_Work instructions_
1. Retype everything in the discrete weighted transform thread from "Last edited: Nov 5, 2006" down to "what's going on.".
2. In the forum thread on the discrete weighted transform, which section of the paper does the reply say covers the number theoretic transform version?

_Provided text_
===============

# Discrete Weighted Transform - A Primitive Nth Root of Unity

1. Nov 3, 2006

### Sane

Hello, I got pointed to this forum by OfficeShreder. I have a question I've been puzzling myself over for a while.

I am currently trying to implement the "Discrete Weighted Transform". I have reached a step where I need to determine "a primitive Nth root of unity in the appropriate domain".

I have been reading up on what roots of unity are, but I do not know what the "appropriate domain" is, nor how to determine 'g' according to this.

The research paper can be found here: http://faginfamily.net/barry/Papers/Discrete Weighted Transforms.pdf

The following formula is given:

$$X_{k} = \sum_{j=0}^{N-1} a_{j}x_{j}g^{-jk}$$

Along with that formula, in section (2.5), variable 'g', is a primitive Nth root of unity in the appropriate domain.

This is all part of the variant of Algorithm W, as referenced in section 6.
Algorithm W can be found at the end of section 3.

If someone could help me figure out how to determine variable 'g', I would be very appreciative. Thanks in advance.

Last edited: Nov 3, 2006
2. Nov 5, 2006

### Sane

I'm trying to avoid complaining, because I understand that I have no right to recieve your help; it is merely my privilege. But I'm a little stressed out and frustrated as I've posted this on two seperate forums and have recieved very little help (and in this case, none at all). Also, this is fairly time sensitive, and therefore adamently require some assistance.

If you don't know the answer that's fine, but would you be able to point me to another forum or person who may be able to help me?

Sorry if I'm sounding like a jerk in any way. >_>

Last edited: Nov 5, 2006
3. Nov 5, 2006

### shmoe

Are you familiar with the usual discrete fourier transform? This weighted version appears to be a modification the same thing. "appropriate domain" can be whatever ring you are considering your x_i's to be a part of. You could take the complex numbers for example, a primitive nth root of unity would then be e^(2*pi*i/n). You could take the integers modulo something, they talk about number theoretic transform version in section 8 there. What domain you want to take will depend on what you are trying to do. It would probably be fine for you to just work with the complex numbers to get the general idea of what's going on.

===============

_Listing_

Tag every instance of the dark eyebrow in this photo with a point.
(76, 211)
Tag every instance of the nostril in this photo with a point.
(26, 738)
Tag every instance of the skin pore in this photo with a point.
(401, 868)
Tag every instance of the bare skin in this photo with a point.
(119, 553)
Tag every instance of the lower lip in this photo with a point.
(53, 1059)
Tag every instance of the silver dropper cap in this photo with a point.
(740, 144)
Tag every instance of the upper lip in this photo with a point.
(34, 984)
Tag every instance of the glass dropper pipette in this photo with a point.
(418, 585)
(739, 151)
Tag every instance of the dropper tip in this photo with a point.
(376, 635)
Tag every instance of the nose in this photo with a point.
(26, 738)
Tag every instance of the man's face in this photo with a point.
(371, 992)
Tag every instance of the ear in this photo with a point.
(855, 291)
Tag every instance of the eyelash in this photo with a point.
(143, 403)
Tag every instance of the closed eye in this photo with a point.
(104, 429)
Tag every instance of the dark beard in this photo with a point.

===============

_Per-task answers_
1.
Last edited: Nov 5, 2006
3. Nov 5, 2006

### shmoe

Are you familiar with the usual discrete fourier transform? This weighted version appears to be a modification the same thing. "appropriate domain" can be whatever ring you are considering your x_i's to be a part of. You could take the complex numbers for example, a primitive nth root of unity would then be e^(2*pi*i/n). You could take the integers modulo something, they talk about number theoretic transform version in section 8 there. What domain you want to take will depend on what you are trying to do. It would probably be fine for you to just work with the complex numbers to get the general idea of what's going on.

2. Section 8